| EXTRACTED ENTRIES |
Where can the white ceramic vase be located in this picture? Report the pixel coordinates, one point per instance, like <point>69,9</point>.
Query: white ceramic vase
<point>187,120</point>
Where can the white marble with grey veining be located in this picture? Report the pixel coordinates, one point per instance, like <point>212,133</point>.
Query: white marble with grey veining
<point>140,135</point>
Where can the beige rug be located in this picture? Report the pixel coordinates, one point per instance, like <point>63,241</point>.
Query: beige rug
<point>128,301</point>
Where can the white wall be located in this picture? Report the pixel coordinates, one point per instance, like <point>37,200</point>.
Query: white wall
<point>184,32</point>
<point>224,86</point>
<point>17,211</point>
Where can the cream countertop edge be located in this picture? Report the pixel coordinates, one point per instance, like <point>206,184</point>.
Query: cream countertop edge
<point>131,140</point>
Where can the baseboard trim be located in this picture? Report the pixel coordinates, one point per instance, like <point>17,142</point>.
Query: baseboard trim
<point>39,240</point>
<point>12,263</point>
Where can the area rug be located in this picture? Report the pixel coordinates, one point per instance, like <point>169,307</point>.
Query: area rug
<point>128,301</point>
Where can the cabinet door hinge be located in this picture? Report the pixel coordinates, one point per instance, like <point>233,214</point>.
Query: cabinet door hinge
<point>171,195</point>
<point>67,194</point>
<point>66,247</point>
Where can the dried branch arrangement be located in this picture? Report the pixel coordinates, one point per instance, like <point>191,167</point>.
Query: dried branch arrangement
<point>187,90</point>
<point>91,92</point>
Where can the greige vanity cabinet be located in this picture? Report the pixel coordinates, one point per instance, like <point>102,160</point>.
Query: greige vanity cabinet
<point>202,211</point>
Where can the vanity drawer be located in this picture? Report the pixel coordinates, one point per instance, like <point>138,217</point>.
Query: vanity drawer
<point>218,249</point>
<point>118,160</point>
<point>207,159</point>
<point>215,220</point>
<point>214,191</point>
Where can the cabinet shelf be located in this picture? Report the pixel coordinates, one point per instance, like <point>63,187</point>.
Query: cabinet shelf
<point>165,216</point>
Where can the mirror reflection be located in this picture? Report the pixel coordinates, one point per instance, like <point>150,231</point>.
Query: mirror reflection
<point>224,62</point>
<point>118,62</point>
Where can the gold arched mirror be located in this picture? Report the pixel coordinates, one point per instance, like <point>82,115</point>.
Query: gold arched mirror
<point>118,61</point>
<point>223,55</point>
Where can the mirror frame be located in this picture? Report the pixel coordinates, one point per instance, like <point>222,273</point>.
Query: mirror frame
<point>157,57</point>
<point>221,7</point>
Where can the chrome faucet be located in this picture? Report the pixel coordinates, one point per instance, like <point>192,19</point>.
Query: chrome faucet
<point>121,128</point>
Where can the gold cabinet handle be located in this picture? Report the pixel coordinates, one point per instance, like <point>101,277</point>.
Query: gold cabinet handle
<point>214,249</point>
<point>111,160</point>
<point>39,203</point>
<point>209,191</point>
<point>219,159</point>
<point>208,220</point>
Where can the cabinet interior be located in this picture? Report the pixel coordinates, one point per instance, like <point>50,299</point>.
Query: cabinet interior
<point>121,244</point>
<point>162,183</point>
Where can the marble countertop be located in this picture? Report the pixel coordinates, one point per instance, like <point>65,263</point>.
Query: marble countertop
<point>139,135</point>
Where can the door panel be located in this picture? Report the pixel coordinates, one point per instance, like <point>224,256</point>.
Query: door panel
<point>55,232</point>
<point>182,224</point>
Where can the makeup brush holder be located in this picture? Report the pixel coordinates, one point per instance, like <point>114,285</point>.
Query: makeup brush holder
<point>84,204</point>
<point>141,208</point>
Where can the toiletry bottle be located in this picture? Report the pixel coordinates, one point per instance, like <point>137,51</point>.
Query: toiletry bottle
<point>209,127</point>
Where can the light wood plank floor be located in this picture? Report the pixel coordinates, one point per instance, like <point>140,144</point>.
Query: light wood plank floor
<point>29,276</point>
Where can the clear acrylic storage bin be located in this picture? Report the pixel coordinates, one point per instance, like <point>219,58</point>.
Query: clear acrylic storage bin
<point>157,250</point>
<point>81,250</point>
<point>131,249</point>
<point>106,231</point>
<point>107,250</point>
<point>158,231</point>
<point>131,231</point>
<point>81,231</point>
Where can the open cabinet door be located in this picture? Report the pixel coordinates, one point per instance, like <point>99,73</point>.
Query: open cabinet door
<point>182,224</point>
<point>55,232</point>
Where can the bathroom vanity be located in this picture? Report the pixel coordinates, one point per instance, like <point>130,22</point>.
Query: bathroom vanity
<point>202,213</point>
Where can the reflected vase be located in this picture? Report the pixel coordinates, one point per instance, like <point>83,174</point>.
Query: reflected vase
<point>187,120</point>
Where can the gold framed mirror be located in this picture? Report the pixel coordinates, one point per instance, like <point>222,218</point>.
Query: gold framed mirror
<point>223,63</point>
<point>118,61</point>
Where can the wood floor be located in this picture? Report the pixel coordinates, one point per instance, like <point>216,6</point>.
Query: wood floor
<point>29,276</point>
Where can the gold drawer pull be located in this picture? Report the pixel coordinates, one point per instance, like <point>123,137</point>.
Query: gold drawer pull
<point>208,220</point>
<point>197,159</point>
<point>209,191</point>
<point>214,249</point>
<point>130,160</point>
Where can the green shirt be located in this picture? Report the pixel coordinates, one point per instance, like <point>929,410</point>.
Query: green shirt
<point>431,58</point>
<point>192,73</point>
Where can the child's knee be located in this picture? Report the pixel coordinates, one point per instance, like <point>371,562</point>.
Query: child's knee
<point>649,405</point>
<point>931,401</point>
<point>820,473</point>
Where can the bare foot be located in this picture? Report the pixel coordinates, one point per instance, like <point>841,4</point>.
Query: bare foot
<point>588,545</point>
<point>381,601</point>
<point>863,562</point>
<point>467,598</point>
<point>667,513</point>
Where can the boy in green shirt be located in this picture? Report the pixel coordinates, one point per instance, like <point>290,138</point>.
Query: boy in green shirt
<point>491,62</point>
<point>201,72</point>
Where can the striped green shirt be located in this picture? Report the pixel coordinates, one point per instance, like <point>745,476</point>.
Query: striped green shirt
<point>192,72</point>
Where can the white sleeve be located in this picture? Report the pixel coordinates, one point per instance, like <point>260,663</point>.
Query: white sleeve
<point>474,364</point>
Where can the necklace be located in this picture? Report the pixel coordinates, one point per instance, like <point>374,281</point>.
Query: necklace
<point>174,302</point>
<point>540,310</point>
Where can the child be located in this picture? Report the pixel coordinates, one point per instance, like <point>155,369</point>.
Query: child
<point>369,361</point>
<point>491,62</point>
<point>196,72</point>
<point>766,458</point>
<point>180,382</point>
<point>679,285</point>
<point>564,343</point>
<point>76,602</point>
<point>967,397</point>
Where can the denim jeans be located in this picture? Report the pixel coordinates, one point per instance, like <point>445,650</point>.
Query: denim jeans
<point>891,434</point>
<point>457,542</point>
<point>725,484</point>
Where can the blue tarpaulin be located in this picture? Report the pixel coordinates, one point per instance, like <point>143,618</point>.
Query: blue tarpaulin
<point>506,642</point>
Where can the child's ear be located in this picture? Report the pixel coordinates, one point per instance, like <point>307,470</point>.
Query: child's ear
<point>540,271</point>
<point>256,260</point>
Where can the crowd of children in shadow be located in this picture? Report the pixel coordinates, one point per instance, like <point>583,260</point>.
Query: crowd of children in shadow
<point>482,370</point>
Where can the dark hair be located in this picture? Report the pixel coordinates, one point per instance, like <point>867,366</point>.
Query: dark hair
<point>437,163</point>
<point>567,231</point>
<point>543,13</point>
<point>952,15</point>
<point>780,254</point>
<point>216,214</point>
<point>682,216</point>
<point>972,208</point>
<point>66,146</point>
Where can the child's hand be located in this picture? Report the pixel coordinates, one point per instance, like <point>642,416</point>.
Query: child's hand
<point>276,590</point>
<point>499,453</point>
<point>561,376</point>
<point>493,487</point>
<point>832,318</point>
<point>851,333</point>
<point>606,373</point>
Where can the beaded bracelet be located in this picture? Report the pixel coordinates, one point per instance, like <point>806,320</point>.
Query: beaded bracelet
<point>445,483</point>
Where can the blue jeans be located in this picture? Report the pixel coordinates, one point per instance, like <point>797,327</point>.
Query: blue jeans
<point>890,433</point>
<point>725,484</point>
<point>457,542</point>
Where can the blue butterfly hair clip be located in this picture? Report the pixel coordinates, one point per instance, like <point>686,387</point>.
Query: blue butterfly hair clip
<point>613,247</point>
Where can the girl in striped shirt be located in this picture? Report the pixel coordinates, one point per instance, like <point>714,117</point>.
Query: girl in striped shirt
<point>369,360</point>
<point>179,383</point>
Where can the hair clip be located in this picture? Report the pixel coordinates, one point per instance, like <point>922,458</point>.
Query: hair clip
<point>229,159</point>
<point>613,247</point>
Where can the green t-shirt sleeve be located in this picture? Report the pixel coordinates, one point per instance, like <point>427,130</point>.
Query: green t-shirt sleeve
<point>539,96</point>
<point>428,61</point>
==
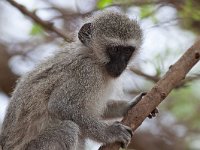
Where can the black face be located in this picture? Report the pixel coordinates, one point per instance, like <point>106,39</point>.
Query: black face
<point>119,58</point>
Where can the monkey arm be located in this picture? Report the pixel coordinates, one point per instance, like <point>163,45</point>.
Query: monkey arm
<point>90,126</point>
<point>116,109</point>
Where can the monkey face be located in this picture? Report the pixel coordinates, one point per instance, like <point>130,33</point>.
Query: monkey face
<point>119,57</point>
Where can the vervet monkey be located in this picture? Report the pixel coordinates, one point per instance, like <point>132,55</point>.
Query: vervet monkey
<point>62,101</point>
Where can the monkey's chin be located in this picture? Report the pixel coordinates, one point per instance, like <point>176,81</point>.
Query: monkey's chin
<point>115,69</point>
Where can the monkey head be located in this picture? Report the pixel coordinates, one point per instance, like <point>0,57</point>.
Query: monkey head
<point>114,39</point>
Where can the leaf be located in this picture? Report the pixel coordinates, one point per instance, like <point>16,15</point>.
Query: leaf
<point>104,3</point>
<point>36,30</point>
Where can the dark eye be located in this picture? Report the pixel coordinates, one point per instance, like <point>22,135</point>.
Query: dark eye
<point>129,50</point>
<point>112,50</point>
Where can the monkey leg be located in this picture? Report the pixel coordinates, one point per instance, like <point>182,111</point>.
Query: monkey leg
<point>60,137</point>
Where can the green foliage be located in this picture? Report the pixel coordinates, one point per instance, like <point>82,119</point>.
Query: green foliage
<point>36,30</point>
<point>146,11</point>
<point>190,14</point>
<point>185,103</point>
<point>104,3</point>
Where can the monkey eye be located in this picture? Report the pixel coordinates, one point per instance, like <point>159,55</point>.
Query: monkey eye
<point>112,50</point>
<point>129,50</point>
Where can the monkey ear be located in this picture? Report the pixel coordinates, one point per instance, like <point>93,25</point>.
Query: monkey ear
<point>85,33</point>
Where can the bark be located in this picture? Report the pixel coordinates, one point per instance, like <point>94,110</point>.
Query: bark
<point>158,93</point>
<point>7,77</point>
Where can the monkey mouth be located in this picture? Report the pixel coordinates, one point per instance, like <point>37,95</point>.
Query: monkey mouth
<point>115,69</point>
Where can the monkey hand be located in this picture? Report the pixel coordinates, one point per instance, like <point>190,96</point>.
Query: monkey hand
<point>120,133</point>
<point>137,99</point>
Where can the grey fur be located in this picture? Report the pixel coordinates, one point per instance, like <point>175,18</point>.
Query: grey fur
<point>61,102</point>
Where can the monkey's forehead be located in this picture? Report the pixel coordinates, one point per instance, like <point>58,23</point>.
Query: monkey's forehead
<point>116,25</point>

| AIM OF THE EXERCISE |
Can you lay out the material above as a JSON list of strings, starting at the line containing "Where can the area" and ending at the line containing "<point>202,211</point>", one string per line and blank lines omitted?

| OUTPUT FOR THIS TASK |
[
  "Where can the area rug be located in this picture? Report the pixel coordinates, one point per instance, like <point>169,307</point>.",
  "Query: area rug",
  "<point>128,301</point>",
  "Where can the cabinet door hinge be located in this picture? Report the pixel coordinates, one point per instance, like <point>233,214</point>.",
  "Query: cabinet door hinge",
  "<point>171,195</point>",
  "<point>67,194</point>",
  "<point>66,247</point>",
  "Where can the dried branch arrangement be located in this picture? Report the pixel coordinates, one point per instance, like <point>191,167</point>.",
  "Query: dried branch arrangement",
  "<point>187,90</point>",
  "<point>91,92</point>",
  "Where can the greige vanity cabinet be located in this picture? Report the pixel coordinates, one point per instance, like <point>102,160</point>.",
  "Query: greige vanity cabinet",
  "<point>202,211</point>"
]